• _Short problem_
Copy the lines of the listing below verbatim, from the line containing "If you could tag the curtain" through the final line of the listing.

Start of Exercise material

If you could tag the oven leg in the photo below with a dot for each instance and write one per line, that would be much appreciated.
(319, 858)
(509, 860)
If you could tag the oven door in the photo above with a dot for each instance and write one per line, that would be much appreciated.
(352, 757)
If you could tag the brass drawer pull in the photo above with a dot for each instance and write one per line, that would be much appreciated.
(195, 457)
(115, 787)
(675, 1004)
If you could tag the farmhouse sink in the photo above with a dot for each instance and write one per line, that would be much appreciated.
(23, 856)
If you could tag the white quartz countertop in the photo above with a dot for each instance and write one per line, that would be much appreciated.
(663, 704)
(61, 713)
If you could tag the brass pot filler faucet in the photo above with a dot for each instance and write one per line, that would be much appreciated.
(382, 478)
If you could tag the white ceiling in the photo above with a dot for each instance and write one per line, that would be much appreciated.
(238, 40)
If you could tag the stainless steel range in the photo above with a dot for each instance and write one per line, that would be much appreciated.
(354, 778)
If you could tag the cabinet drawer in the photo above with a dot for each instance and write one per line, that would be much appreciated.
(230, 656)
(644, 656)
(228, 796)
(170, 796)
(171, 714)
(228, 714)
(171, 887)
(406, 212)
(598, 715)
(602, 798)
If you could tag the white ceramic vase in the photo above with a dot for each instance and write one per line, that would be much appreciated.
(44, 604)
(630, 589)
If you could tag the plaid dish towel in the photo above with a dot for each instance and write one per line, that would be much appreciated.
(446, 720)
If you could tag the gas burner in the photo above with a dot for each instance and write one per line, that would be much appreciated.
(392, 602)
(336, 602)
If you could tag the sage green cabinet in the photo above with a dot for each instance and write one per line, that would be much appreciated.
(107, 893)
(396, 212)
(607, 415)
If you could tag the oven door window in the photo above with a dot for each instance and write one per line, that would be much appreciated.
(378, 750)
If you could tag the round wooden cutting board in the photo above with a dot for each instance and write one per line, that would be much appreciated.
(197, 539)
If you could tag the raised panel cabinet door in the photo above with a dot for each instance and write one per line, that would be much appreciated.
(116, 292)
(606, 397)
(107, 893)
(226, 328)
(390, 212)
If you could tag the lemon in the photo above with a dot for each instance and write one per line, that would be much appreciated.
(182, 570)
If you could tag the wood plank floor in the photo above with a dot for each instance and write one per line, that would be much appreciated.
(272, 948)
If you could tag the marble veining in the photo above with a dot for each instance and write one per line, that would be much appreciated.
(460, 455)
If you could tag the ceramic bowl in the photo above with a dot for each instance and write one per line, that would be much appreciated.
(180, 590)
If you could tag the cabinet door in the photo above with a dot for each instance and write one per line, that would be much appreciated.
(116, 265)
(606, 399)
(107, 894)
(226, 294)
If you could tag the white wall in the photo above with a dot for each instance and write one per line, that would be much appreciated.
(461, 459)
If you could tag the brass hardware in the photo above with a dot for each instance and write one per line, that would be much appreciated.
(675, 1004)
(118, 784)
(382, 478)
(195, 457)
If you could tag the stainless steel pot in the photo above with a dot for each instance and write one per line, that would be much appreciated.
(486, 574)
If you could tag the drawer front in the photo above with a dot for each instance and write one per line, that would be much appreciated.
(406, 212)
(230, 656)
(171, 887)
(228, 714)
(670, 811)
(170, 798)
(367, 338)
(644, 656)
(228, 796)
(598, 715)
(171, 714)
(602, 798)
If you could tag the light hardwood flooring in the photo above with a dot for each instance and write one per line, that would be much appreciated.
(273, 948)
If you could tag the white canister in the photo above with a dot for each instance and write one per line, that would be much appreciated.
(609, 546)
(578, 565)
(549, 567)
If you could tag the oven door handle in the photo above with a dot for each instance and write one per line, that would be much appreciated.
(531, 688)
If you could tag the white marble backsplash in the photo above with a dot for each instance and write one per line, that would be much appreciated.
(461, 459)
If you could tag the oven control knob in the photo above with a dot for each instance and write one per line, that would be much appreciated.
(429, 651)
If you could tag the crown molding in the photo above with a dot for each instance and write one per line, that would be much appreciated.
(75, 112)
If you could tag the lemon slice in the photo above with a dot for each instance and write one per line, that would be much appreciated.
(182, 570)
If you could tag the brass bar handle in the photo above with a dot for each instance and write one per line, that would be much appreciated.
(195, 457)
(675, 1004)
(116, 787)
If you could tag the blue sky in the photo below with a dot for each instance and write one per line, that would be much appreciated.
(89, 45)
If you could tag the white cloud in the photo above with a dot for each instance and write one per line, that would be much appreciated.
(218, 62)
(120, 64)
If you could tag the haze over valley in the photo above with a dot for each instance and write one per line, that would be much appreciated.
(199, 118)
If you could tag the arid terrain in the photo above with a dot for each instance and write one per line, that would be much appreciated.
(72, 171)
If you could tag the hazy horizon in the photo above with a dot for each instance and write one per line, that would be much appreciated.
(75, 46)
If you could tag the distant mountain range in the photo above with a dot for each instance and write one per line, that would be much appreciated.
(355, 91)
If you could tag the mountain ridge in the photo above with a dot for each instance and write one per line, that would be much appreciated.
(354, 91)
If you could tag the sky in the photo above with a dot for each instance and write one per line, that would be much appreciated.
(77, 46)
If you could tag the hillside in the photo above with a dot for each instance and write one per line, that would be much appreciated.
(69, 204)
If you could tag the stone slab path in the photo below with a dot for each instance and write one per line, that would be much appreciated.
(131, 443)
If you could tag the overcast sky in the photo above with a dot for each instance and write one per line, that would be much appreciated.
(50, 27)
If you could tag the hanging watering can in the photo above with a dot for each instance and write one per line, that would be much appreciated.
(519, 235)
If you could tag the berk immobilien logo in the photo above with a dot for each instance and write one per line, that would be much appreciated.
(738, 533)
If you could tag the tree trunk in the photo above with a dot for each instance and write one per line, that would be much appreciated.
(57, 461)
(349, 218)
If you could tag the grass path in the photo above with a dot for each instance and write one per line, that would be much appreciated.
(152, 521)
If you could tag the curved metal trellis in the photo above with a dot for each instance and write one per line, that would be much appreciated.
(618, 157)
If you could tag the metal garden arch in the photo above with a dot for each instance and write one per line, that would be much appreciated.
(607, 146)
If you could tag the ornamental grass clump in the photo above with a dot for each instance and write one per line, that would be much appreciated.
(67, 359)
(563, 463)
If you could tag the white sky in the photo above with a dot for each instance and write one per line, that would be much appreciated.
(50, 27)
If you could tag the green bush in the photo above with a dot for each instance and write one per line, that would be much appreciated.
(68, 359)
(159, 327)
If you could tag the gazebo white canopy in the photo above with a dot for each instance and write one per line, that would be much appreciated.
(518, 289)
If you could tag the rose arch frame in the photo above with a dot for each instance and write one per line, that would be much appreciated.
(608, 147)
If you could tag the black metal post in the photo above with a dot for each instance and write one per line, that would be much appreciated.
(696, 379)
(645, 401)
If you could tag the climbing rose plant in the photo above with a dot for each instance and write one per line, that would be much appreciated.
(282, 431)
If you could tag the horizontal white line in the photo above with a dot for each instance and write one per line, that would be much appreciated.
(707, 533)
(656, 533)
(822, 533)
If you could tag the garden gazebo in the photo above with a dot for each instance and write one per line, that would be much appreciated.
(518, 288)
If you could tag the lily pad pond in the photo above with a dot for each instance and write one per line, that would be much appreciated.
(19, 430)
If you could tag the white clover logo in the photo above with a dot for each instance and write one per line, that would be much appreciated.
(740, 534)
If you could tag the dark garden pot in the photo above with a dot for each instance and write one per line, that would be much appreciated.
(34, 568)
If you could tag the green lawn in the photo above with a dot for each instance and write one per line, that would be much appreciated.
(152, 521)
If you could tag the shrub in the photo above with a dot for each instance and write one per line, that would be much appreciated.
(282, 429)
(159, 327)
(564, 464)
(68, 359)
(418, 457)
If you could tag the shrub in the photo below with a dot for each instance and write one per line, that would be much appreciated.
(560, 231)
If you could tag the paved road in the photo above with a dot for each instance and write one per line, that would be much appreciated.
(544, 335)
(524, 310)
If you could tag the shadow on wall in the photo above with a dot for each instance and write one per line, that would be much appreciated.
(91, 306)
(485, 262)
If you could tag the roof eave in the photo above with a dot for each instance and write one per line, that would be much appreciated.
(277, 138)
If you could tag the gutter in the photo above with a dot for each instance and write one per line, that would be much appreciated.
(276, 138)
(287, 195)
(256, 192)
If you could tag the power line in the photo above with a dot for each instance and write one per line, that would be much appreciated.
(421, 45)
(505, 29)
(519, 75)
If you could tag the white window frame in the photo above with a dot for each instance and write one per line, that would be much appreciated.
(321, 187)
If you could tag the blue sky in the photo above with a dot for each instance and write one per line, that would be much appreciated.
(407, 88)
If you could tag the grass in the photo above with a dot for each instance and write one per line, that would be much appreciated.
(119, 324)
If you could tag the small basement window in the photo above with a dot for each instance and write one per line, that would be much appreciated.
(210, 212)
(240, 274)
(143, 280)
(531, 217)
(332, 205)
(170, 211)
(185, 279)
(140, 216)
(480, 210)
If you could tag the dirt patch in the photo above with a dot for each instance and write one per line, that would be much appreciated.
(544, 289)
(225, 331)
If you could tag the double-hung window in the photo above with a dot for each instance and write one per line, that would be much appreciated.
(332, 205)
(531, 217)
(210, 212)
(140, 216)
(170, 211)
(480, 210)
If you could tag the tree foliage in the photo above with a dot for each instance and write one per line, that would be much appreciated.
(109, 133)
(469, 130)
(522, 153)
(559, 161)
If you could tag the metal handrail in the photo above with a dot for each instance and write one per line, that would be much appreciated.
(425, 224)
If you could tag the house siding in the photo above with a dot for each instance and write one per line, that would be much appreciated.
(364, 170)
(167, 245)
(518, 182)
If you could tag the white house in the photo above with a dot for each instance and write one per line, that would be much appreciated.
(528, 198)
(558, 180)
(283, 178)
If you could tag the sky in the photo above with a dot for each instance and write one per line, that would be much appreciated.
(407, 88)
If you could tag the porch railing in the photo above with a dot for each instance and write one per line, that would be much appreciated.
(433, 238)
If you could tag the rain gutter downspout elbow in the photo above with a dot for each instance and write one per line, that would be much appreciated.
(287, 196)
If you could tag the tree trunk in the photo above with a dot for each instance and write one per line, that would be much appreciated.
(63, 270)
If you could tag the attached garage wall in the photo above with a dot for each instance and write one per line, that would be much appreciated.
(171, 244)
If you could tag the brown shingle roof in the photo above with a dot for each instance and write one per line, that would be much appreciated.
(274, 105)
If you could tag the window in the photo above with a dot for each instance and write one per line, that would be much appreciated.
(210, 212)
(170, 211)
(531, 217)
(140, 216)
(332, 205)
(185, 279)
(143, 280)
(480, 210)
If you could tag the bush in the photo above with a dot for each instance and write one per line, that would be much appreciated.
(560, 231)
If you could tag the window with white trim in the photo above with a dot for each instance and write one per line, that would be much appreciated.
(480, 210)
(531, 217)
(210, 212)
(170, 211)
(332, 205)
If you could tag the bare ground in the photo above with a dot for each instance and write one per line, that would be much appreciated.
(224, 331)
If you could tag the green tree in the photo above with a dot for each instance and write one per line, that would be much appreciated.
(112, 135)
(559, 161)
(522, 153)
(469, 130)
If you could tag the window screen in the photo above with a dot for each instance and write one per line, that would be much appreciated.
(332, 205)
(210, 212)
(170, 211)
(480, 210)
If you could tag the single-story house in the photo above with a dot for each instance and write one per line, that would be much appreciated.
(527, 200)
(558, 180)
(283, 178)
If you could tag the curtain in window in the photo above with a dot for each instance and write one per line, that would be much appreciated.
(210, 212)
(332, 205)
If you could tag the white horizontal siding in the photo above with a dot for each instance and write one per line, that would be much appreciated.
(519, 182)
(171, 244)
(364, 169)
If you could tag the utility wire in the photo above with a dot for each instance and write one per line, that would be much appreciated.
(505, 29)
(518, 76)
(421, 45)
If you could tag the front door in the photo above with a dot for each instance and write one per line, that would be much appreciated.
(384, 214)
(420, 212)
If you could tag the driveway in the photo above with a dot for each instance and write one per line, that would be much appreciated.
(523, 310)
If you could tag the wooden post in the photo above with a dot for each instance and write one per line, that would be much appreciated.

End of Exercise material

• _The output_
If you could tag the curtain in window in the photo above with a dot for each instance and write one per line, that would be much appreciated.
(210, 212)
(332, 205)
If you could tag the white horizontal siding in the photo above with a dot for each instance and write one per line, that would be much appreciated.
(519, 182)
(171, 244)
(364, 169)
If you could tag the utility wire in the photo above with a dot for each instance and write one per line, that would be much appreciated.
(505, 29)
(518, 76)
(421, 45)
If you could tag the front door in the photo above with a dot for each instance and write one per line, that would be much appreciated.
(384, 214)
(420, 212)
If you could tag the driveway in the photo above with a dot for each instance and write one per line, that would be much appreciated.
(523, 310)
If you could tag the wooden post in the photo above with a dot for each instance and write one per line, that would be much appreciated.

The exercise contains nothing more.